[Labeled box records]

--*--

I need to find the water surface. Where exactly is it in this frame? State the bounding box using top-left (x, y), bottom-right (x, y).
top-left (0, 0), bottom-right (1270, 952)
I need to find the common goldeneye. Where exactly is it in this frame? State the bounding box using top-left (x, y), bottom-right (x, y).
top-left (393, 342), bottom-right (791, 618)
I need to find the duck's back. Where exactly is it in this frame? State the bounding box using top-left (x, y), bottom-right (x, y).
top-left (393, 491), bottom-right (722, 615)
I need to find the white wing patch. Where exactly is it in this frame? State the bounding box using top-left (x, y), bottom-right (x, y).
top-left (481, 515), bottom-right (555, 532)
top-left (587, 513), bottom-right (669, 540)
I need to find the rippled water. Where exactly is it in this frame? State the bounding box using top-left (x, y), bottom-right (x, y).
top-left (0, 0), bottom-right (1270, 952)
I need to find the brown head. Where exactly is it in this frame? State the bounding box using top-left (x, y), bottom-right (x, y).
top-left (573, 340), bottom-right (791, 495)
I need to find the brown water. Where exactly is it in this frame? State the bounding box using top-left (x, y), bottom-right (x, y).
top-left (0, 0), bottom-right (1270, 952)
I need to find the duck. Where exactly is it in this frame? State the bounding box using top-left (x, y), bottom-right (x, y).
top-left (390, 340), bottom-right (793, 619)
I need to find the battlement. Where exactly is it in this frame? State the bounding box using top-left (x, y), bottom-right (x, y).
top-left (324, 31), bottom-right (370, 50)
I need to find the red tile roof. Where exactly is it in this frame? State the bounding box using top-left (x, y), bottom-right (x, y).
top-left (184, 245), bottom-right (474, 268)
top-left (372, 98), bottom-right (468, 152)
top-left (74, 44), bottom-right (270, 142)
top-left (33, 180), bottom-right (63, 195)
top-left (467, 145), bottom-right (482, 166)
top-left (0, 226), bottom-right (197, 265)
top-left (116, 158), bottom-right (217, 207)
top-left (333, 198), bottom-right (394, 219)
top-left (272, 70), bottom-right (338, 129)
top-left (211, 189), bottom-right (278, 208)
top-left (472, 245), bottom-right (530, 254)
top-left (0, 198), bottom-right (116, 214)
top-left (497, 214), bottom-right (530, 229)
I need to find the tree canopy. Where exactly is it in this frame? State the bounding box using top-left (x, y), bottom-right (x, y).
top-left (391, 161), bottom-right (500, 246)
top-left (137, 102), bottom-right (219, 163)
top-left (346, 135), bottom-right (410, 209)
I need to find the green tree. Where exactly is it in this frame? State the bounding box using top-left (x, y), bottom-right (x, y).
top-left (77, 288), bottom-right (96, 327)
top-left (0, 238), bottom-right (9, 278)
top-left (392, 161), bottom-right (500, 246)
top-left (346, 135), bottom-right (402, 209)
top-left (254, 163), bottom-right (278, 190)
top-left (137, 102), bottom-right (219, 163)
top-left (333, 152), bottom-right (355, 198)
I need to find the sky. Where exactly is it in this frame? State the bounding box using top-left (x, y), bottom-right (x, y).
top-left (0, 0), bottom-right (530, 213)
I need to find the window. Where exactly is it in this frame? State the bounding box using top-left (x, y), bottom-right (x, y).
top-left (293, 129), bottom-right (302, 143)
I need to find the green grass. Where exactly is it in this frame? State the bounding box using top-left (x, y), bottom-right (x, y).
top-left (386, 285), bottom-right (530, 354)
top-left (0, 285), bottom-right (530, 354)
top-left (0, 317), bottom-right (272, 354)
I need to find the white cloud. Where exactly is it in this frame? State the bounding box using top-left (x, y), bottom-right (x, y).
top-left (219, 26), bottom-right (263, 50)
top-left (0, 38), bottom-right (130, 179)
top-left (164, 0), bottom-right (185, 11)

--*--

▶ [What you should do] Copy the records verbatim from the first line through the line containing "top-left (390, 340), bottom-right (793, 619)", including both of those lines.

▶ [Written reply]
I need to find the water surface. Where exactly is it in this frame? State the bounding box using top-left (x, y), bottom-right (x, y).
top-left (0, 0), bottom-right (1270, 952)
I need to find the common goldeneye. Where exactly is it in this frame? State the bounding box using top-left (x, y), bottom-right (x, y).
top-left (393, 342), bottom-right (791, 618)
I need to find the duck's back. Where exactly is it in this frame? State the bounding box using top-left (x, y), bottom-right (x, y).
top-left (393, 491), bottom-right (722, 615)
I need to find the white wing patch. Where exactly is it in this frame? State the bounding box using top-left (x, y), bottom-right (x, y).
top-left (481, 515), bottom-right (555, 532)
top-left (587, 513), bottom-right (669, 540)
I need to find the rippled water. Where exactly is it in this frame? State the bounding box using top-left (x, y), bottom-right (x, y).
top-left (0, 0), bottom-right (1270, 952)
I need to find the brown head. Where exactly is it in this frame? State the bounding box using top-left (x, y), bottom-right (x, y).
top-left (573, 340), bottom-right (791, 495)
I need to find the brown water. Where exactly is it in this frame? State the bounding box using top-left (x, y), bottom-right (x, y).
top-left (0, 0), bottom-right (1270, 952)
I need to find the duck. Where exactly is it in this frame? State the bounding box using top-left (x, y), bottom-right (x, y).
top-left (390, 340), bottom-right (793, 619)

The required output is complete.